-- Start SELECTED EXTRACT --
Ever since NASA’s Dawn spacecraft arrived at the dwarf planet Ceres in March 2015, scientists have been arguing over more than 130 curiously bright spots Dawn spied on the surface of the coal-dark world. Most are found in craters—including the biggest and brightest spots, which lie within Occator, a 90-kilometer-wide crater estimated to be relatively youthful at less than 80 million years old.
Are these spots the uncovered surface of a buried layer of ice or perhaps erupting geysers or cryovolcanoes or the shattered remains of space rocks striking Ceres—or something else entirely? Researchers’ best guesses remained in flux for months, changing with each new set of ever-sharper images Dawn delivered as it slowly spiraled down closer to the dwarf planet’s surface.
Late last year Dawn’s scientists used tentative spectroscopic measurements to finally zero in on shiny, ice-suffused deposits of magnesium sulfate salts as the most probable explanation for Occator’s bright spots. Sunlight striking the deposits could boost their brightness by covering them with layers of haze produced from the vaporized ice. But these conclusions remained tentative, contingent on Dawn gathering more definitive data.
And now, in a study published Wednesday, Dawn scientists have again changed their minds about the nature of Occator’s spots and the implications for Ceres. Based on higher-quality spectroscopic observations taken during Dawn’s descent, Maria Cristina De Sanctis of the National Institute of Astrophysics in Rome and several of her colleagues report in Nature that Occator’s spots are made not of magnesium sulfate but of a very different salt—sodium carbonate. “The abundance of [sodium] carbonate requires liquid water in the form of brine,” De Sanctis says. “This is especially intriguing if you think that Ceres is in the so-called ‘habitable zone’ of the solar system,” where liquid water could sustain life as we know it. If Ceres’s subsurface has harbored liquid water in the not-too-distant past, it may still even today.
-- End SELECTED EXTRACT --
-- Start DATA --
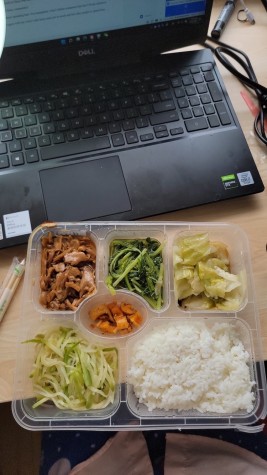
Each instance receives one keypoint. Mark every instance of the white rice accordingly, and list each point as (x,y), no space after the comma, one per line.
(192,366)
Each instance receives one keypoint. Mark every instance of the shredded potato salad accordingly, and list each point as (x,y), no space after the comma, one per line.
(71,372)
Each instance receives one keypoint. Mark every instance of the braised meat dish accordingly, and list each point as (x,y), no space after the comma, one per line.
(68,264)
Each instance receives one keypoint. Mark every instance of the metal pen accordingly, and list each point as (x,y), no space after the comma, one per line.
(223,18)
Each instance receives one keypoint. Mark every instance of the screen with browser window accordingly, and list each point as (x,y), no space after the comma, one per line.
(33,21)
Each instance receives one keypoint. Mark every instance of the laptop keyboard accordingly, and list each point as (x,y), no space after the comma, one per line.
(110,115)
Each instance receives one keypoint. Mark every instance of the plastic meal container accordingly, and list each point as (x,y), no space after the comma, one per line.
(126,413)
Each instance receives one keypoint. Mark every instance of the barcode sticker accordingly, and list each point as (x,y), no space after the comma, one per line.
(245,178)
(17,224)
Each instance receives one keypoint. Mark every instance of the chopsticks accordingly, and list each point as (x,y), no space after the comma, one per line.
(10,284)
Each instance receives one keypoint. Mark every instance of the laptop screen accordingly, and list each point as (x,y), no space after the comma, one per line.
(76,28)
(35,20)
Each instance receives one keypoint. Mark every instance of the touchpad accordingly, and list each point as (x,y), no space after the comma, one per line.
(85,190)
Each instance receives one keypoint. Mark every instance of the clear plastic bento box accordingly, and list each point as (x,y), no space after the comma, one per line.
(168,308)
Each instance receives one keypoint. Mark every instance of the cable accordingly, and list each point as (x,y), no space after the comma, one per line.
(249,15)
(249,80)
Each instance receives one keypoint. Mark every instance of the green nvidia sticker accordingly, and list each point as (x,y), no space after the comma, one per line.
(229,181)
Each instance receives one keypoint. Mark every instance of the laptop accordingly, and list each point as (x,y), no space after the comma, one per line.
(97,124)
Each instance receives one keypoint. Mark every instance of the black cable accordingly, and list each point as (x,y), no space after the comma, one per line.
(249,80)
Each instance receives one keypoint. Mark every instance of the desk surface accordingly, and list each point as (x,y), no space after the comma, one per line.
(250,212)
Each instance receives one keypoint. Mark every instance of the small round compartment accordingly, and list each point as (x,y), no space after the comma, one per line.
(121,297)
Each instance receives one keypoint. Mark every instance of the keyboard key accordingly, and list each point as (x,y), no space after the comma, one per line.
(73,148)
(117,140)
(4,161)
(164,106)
(214,121)
(7,113)
(146,137)
(14,146)
(142,122)
(15,123)
(32,156)
(72,136)
(193,125)
(58,138)
(17,159)
(35,130)
(194,101)
(198,111)
(114,127)
(131,137)
(21,133)
(30,120)
(3,124)
(222,113)
(159,128)
(44,141)
(162,134)
(215,92)
(187,114)
(3,148)
(29,143)
(209,109)
(177,131)
(6,136)
(86,133)
(21,110)
(179,92)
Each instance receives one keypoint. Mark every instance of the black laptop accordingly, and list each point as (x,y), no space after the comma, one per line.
(96,123)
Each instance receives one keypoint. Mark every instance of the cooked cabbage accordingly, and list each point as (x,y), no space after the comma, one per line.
(202,275)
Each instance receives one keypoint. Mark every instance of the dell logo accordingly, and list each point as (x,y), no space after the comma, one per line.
(86,52)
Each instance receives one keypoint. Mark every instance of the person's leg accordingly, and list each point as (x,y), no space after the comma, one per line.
(72,446)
-- End DATA --
### [TO DO]
A - In the passage on Ceres's bright spots, how wide is the crater Occator?
B - Reproduce the passage on Ceres's bright spots between "Ever since NASA’s" and "dwarf planet’s surface.", inclusive, substituting "patches" for every instance of "spots".

### [RESPONSES]
A - Occator is 90 kilometers wide.

B -
Ever since NASA’s Dawn spacecraft arrived at the dwarf planet Ceres in March 2015, scientists have been arguing over more than 130 curiously bright patches Dawn spied on the surface of the coal-dark world. Most are found in craters—including the biggest and brightest patches, which lie within Occator, a 90-kilometer-wide crater estimated to be relatively youthful at less than 80 million years old.
Are these patches the uncovered surface of a buried layer of ice or perhaps erupting geysers or cryovolcanoes or the shattered remains of space rocks striking Ceres—or something else entirely? Researchers’ best guesses remained in flux for months, changing with each new set of ever-sharper images Dawn delivered as it slowly spiraled down closer to the dwarf planet’s surface.